WRITTEN INSTRUCTION
Reproduce every one of the lines below word for word, leaving the pictures out of your copy.

DATA FOR THIS EXERCISE
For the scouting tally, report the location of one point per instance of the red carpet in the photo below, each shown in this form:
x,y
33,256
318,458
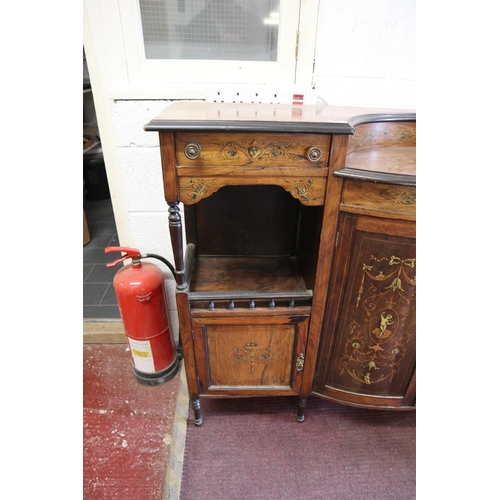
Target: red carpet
x,y
254,449
126,428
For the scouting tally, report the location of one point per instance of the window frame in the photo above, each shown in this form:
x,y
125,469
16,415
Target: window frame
x,y
132,74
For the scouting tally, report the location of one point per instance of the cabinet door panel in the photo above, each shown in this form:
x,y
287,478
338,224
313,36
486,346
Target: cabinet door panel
x,y
235,356
370,334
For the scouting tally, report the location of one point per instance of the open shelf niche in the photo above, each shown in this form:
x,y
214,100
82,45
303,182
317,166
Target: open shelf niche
x,y
250,247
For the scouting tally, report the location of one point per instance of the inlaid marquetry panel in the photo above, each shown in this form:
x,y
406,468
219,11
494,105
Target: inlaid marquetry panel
x,y
253,151
249,352
310,191
379,199
383,134
374,349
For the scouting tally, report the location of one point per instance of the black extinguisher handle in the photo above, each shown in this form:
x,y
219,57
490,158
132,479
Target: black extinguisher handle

THE OUTPUT
For the scouting tally, report the location of one point per instance of the red carpet in the photo below, each shown in this form:
x,y
33,256
318,458
Target: red carpet
x,y
254,449
126,428
For the scouting tally, report the location of one point per instance of the window frame in the photo above, each shown in this form:
x,y
125,469
16,415
Target: window frame
x,y
132,74
For the scouting tally, report the location of one point per instance of the cabinet door panel in the photo above, each shown in this form:
x,y
287,478
338,224
313,36
486,346
Target: cabinet door panel
x,y
235,356
370,334
For the scouting tally, report the location of one point per instance of the open shelf niche in the photo above, each shown in this form:
x,y
214,100
82,45
303,182
317,166
Target: open shelf niche
x,y
250,247
For the scouting tally, report the location of one point per instance of the inlaid marquetry panel in the photo above, each shown in this form:
x,y
406,468
219,11
494,105
Target: inlaid marquetry panel
x,y
253,151
249,352
310,191
379,199
383,134
374,349
For the scouting tally, report the location of one point per instance of the black extinguisher handle in the photo above, each shown in this form:
x,y
219,57
490,158
132,479
Target: black extinguisher handle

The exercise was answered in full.